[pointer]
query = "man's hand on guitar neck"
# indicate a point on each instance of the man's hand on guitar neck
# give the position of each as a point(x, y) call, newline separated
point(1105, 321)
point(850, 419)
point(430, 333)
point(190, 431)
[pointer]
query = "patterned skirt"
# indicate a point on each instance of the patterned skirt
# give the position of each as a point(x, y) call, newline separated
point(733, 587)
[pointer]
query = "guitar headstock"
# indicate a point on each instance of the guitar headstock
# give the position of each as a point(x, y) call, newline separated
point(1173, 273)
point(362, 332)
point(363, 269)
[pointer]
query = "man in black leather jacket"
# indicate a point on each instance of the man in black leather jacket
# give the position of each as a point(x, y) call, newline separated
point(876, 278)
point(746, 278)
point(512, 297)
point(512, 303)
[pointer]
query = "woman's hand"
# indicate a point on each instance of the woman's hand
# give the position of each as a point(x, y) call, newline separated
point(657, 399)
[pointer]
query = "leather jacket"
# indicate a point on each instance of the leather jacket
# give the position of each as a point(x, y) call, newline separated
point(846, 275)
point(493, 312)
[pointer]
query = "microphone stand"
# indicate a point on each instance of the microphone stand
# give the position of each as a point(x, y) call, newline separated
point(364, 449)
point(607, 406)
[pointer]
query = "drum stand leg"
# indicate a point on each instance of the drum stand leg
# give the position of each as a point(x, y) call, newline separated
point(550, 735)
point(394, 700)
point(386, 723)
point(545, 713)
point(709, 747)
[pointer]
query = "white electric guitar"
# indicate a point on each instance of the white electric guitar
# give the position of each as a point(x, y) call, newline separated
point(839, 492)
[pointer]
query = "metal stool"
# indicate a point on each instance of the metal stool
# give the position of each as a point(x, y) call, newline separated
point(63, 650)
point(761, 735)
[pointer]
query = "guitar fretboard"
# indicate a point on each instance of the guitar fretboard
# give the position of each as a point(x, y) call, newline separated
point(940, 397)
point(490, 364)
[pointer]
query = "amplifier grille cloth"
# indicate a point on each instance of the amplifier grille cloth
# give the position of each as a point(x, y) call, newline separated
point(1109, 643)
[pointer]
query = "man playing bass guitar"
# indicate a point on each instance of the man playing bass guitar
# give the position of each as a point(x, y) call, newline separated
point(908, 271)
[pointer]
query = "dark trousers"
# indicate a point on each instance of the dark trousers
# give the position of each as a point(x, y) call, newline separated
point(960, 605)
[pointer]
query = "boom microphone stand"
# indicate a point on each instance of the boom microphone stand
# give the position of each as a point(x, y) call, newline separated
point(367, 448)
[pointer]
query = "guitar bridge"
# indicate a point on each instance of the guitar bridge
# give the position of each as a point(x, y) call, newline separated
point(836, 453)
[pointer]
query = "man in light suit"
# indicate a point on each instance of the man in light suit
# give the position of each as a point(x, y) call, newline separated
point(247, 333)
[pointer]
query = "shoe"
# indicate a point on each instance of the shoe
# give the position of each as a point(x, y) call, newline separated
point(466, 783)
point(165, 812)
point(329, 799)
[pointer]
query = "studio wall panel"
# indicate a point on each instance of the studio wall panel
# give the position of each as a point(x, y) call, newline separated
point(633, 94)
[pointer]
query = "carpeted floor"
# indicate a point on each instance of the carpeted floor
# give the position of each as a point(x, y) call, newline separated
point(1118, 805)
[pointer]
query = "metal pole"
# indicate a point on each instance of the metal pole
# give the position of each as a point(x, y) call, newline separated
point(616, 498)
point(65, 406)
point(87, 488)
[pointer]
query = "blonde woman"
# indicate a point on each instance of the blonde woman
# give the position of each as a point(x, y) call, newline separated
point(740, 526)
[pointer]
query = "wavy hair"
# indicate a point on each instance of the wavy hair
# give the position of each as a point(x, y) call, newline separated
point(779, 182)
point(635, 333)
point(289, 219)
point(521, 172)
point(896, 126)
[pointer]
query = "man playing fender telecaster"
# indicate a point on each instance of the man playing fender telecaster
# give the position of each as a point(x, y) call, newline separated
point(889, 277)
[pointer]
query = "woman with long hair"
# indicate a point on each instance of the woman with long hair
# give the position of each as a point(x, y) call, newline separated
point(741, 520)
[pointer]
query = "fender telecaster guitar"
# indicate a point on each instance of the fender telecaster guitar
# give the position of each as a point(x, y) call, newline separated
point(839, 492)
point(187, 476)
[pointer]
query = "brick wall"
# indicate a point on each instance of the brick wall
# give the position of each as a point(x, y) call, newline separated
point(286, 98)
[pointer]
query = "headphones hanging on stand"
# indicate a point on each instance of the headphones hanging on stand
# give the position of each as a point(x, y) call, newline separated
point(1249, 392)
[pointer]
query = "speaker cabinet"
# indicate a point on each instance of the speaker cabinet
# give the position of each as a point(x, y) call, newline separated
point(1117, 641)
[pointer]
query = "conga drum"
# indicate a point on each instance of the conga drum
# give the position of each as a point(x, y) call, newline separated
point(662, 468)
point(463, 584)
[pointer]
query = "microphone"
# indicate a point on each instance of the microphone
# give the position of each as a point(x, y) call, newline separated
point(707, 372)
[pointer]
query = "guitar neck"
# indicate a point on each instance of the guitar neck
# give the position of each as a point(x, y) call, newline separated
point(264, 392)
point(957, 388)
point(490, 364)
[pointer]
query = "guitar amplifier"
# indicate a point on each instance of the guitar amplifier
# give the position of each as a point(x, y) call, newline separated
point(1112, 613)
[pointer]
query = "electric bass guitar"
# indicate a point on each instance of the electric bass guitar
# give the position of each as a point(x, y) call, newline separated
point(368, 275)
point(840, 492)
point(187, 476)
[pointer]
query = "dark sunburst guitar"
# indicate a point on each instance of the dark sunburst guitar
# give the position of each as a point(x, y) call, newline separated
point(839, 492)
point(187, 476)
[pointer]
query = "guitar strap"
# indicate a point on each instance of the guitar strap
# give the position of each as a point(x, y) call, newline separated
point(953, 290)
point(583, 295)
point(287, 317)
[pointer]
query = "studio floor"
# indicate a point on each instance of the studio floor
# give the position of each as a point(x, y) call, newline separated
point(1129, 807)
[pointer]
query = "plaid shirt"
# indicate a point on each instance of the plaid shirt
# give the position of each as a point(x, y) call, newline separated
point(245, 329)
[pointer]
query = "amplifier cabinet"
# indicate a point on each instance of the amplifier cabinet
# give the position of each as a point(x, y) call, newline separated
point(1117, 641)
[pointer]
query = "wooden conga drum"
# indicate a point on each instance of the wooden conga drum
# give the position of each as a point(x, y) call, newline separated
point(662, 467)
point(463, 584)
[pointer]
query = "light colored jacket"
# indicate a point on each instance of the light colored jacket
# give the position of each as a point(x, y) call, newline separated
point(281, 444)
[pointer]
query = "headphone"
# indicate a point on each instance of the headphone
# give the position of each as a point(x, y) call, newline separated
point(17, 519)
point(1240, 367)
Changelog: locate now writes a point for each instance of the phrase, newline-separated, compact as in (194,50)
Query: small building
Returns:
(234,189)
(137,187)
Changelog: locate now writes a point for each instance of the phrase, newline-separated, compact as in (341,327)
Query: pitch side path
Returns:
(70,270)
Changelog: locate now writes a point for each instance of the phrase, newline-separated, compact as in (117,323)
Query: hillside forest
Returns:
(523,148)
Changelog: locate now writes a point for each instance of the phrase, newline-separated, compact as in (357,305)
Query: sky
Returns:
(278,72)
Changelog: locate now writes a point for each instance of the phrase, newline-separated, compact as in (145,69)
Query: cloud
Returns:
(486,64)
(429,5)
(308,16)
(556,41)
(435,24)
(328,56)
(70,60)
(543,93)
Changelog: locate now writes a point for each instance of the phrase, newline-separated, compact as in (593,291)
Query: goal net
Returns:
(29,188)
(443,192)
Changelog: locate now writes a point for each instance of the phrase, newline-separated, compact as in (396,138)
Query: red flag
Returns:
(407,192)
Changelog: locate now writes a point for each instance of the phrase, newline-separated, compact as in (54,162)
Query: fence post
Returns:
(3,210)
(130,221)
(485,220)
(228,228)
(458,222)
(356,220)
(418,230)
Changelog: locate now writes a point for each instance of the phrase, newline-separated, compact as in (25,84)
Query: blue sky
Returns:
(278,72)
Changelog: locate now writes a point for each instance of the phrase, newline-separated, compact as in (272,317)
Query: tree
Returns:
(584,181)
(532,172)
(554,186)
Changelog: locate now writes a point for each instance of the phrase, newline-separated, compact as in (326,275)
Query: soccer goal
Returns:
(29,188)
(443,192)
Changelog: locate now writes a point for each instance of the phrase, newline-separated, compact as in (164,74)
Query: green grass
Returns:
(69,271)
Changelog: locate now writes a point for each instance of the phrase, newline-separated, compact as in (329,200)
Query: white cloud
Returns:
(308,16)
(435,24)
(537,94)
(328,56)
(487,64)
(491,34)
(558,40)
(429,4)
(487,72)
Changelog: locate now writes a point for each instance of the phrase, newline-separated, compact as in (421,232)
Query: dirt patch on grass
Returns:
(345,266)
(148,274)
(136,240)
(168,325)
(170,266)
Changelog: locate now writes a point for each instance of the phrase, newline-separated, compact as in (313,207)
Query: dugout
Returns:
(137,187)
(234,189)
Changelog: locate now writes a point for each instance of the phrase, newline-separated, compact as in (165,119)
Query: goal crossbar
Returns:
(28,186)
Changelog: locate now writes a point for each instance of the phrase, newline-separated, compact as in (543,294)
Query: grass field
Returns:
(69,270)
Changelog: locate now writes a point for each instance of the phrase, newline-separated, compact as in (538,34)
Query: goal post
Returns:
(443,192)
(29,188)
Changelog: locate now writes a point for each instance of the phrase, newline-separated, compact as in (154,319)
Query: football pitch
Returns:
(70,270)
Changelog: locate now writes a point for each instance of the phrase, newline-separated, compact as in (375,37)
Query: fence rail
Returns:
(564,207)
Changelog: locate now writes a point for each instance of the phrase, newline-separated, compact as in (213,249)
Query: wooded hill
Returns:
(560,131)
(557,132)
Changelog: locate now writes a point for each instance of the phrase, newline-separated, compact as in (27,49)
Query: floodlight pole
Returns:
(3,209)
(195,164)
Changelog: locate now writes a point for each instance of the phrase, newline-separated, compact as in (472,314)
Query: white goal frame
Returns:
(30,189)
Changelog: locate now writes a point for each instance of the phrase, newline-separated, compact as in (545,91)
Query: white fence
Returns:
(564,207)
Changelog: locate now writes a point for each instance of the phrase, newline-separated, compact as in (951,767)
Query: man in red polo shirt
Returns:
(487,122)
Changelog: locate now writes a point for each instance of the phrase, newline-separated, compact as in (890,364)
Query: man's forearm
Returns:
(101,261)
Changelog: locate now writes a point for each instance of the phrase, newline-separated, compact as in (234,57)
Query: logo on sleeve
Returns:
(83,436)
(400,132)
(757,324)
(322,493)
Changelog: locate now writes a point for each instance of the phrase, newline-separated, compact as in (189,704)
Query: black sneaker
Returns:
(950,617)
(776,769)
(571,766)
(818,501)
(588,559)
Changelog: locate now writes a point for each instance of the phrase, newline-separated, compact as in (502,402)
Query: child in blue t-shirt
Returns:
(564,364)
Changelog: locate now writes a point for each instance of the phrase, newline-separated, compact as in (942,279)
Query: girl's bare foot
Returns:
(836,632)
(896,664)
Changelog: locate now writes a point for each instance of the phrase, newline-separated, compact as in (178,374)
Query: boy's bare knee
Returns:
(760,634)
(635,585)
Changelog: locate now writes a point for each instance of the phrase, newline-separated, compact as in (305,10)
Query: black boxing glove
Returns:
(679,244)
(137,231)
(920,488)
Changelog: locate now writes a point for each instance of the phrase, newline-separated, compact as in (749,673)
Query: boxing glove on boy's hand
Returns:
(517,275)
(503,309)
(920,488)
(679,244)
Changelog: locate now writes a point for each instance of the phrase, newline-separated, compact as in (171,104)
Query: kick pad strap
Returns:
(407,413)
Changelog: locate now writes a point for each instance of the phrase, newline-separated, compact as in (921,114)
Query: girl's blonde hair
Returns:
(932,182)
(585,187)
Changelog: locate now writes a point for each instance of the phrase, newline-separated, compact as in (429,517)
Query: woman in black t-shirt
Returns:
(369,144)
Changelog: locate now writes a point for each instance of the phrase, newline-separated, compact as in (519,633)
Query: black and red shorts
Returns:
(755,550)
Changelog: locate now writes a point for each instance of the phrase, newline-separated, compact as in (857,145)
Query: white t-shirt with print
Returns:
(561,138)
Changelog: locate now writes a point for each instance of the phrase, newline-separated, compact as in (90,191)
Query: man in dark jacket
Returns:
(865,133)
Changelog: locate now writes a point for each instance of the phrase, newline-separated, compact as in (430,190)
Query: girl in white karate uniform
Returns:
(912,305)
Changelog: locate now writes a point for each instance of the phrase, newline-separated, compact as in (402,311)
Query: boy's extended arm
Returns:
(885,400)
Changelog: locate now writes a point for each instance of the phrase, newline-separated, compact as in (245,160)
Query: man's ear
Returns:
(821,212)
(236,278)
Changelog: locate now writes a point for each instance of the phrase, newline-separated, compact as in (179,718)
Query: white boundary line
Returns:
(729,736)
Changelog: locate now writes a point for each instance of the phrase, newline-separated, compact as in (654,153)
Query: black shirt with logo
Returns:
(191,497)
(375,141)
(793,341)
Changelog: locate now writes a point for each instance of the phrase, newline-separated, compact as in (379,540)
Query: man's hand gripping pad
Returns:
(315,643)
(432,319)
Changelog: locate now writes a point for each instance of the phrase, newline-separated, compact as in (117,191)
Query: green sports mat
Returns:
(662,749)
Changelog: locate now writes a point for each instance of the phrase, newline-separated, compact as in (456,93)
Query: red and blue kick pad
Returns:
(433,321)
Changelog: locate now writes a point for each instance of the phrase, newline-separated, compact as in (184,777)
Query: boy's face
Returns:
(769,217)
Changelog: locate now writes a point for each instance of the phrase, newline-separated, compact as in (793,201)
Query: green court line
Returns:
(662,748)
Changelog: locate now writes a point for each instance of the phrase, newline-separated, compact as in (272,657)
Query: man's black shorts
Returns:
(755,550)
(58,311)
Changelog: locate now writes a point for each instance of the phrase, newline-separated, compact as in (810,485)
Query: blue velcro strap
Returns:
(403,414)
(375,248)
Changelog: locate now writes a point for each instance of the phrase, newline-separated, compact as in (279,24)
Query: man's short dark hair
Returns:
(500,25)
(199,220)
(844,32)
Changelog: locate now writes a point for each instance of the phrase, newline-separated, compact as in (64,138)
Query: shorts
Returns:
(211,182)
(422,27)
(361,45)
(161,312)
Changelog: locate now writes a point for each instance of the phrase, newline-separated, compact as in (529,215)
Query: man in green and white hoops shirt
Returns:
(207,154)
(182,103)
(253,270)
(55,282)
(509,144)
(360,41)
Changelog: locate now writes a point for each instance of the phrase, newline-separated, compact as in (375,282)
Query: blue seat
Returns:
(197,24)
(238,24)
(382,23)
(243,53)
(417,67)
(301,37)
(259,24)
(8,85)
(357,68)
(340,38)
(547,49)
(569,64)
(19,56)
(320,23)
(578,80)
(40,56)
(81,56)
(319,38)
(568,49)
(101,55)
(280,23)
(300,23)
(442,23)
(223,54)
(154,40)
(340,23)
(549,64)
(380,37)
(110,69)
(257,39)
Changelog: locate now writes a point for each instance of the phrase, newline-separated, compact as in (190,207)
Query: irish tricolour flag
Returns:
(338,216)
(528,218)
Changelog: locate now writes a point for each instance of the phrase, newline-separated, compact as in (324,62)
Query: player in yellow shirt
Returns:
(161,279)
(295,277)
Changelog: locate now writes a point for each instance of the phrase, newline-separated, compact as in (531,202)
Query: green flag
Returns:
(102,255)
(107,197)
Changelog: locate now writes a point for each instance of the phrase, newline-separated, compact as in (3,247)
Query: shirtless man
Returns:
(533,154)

====

Your goal
Please pull out the lines from the beginning of the records through the line containing "point(657, 399)", including that line, and reproduce them unchanged.

Final result
[pointer]
query = "man's hand on guitar neck"
# indicate a point on each instance of the man's hand on guitar neck
# give the position of each as a point(x, y) call, newline separated
point(1105, 321)
point(850, 419)
point(430, 333)
point(190, 431)
[pointer]
query = "patterned skirt"
# indicate a point on each instance of the patterned skirt
# give the position of each as a point(x, y) call, newline separated
point(733, 587)
[pointer]
query = "guitar headstock"
# indicate a point on each instance of the guitar headstock
# give the position of each as a point(x, y) call, newline separated
point(1173, 273)
point(362, 332)
point(363, 269)
[pointer]
query = "man in black leather jacket"
# indicate a point on each instance of the man in black leather jacket
# give the position of each as a point(x, y) call, newline separated
point(876, 278)
point(746, 278)
point(512, 297)
point(512, 303)
[pointer]
query = "woman's hand"
# indicate a point on each instance of the woman's hand
# give the position of each as a point(x, y) call, newline separated
point(657, 399)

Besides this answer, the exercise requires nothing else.